### What to work on
Copy out exactly the lines from the one containing "find overlapping leaf" to the end of the records below, both included, and nothing else.

━━━━━ Exercise material ━━━━━

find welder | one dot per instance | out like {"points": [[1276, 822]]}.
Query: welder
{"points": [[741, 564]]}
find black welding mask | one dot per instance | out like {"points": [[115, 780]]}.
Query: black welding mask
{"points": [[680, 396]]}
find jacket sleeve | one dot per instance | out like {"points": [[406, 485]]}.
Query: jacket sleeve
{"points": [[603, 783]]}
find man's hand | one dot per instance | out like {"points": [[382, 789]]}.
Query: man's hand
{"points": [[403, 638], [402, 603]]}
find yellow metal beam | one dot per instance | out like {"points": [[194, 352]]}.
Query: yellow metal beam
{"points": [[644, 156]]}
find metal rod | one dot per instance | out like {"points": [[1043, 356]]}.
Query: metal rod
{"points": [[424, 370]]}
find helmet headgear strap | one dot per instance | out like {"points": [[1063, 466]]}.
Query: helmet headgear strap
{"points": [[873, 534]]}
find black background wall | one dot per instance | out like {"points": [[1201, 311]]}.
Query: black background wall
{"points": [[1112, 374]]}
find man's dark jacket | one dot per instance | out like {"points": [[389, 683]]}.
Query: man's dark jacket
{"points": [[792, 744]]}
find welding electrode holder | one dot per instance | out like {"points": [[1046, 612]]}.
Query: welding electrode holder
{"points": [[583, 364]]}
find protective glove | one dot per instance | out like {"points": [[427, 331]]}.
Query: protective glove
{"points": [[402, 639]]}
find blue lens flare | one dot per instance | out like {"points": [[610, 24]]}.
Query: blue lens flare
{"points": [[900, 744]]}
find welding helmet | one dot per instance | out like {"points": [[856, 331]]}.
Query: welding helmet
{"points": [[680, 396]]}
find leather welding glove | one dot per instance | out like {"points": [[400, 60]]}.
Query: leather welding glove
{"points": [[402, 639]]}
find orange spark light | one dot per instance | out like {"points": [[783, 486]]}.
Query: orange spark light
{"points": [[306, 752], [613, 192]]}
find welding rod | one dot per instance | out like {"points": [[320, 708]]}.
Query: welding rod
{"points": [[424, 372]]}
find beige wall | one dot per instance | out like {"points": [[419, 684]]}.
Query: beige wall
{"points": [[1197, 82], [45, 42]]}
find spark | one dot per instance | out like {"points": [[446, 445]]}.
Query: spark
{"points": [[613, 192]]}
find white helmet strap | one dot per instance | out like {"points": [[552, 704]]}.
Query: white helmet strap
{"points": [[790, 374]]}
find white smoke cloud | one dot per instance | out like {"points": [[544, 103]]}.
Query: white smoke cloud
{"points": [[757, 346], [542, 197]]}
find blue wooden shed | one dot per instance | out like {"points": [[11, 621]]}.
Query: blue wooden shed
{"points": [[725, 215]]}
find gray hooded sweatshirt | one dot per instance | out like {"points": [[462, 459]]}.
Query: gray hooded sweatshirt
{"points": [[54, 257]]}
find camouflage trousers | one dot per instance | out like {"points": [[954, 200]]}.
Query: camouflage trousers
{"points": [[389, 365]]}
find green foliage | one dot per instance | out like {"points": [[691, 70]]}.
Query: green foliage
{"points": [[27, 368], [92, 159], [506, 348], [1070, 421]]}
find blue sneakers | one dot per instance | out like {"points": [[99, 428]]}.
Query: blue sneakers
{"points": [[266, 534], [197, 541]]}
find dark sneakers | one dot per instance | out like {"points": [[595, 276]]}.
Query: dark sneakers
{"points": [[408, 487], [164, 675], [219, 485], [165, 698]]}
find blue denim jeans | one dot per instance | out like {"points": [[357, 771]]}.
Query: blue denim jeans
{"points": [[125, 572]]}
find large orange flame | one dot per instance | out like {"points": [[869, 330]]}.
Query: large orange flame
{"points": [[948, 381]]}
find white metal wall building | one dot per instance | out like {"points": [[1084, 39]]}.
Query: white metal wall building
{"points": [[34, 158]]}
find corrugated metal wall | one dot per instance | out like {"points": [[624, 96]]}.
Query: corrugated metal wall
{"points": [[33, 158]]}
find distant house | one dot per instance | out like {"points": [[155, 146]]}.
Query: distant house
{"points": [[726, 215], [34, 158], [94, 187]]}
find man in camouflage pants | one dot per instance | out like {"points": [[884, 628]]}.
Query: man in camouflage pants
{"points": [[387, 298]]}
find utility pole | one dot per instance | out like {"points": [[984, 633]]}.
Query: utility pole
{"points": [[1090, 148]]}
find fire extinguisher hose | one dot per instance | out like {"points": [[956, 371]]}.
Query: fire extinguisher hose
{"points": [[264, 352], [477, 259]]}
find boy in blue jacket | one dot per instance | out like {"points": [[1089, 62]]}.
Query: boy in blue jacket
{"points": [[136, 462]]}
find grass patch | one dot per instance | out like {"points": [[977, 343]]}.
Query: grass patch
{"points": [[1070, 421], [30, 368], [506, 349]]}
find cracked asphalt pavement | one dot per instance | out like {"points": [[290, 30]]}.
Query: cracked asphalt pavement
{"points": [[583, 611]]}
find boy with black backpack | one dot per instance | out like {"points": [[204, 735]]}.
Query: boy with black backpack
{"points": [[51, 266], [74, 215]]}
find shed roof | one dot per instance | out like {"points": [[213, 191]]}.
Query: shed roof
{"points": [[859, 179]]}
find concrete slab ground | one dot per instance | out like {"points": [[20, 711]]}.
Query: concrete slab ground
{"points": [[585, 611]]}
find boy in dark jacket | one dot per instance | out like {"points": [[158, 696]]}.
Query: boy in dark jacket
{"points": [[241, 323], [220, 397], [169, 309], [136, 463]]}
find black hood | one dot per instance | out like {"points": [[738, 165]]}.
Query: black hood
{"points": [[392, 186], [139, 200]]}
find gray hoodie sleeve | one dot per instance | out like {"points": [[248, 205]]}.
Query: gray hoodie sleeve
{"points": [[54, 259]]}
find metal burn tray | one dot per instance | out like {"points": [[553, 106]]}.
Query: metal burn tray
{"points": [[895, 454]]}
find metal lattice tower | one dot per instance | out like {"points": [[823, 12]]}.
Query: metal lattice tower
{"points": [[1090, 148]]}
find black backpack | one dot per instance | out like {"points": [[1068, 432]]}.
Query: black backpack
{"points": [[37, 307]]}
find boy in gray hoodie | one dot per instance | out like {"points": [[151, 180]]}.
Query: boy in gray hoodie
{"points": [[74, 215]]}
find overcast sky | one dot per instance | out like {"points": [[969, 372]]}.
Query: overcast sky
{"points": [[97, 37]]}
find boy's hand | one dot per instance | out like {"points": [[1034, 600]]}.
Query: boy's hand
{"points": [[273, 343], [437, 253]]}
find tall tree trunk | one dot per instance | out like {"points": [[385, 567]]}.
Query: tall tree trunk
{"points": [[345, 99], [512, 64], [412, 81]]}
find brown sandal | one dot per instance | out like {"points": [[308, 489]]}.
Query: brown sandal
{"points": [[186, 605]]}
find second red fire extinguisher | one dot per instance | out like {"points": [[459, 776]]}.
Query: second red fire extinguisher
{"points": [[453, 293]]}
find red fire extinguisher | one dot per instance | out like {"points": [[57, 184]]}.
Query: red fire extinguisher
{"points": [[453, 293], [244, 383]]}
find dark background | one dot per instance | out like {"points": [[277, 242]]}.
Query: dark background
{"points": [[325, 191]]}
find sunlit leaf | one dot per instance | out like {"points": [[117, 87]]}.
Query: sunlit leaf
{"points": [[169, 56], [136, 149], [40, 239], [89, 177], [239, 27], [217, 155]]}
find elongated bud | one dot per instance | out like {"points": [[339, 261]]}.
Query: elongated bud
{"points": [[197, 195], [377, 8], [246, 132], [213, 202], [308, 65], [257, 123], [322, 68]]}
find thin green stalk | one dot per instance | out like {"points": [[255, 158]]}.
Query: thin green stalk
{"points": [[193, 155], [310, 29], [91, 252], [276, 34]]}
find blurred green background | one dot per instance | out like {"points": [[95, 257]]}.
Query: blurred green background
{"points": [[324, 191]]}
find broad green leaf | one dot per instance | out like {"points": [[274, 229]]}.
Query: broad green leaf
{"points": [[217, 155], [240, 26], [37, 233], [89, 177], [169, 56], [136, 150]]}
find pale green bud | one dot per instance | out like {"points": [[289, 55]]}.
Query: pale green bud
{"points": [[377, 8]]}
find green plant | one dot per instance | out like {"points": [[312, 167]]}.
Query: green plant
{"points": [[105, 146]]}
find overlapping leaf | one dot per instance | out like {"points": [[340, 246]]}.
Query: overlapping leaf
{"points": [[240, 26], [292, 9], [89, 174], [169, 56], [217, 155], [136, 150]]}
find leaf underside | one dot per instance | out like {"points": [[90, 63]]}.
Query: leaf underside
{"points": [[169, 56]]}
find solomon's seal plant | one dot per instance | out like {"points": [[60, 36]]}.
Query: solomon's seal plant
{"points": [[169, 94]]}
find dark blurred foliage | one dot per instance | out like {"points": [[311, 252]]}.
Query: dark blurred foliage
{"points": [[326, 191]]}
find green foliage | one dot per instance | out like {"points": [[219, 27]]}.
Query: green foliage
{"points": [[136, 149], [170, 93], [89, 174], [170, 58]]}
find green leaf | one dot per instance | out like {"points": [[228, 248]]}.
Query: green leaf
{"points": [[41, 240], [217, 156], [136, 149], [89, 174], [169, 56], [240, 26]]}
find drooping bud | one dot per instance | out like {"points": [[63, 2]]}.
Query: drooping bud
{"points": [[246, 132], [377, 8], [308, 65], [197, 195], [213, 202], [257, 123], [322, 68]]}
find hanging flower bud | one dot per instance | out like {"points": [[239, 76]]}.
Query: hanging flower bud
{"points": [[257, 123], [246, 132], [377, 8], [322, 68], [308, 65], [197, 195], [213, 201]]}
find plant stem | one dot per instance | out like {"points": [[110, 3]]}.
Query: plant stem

━━━━━

### The reply
find overlapping leaf | one dot per instance | out like {"points": [[340, 246]]}.
Query: overlapping leaf
{"points": [[240, 26], [292, 9], [89, 174], [169, 56], [217, 155], [136, 150]]}
find leaf underside | one dot per instance | out like {"points": [[90, 63]]}.
Query: leaf underside
{"points": [[169, 56]]}
find solomon's seal plant | one dot per instance | out like {"points": [[60, 36]]}.
Query: solomon's seal plant
{"points": [[169, 94]]}
find dark blurred foliage | one dot per instance | out like {"points": [[311, 252]]}.
Query: dark blurred foliage
{"points": [[326, 191]]}
find green foliage | one dot per instance | out like {"points": [[219, 27]]}.
Query: green foliage
{"points": [[136, 149], [170, 93], [89, 174], [170, 58]]}
find green leaf | one dot per instance | out like {"points": [[228, 248]]}.
Query: green leaf
{"points": [[41, 240], [217, 156], [136, 149], [89, 174], [169, 56], [240, 26]]}
find drooping bud | one dot per instance | out like {"points": [[63, 2]]}.
Query: drooping bud
{"points": [[246, 132], [377, 8], [308, 65], [197, 195], [213, 202], [257, 123], [322, 68]]}
find hanging flower bud | one dot per instance | out like {"points": [[239, 76]]}.
Query: hanging flower bud
{"points": [[257, 123], [246, 132], [377, 8], [322, 68], [308, 65], [197, 195], [213, 201]]}
find plant stem | one dot per instance | out like {"points": [[110, 3]]}.
Query: plant stem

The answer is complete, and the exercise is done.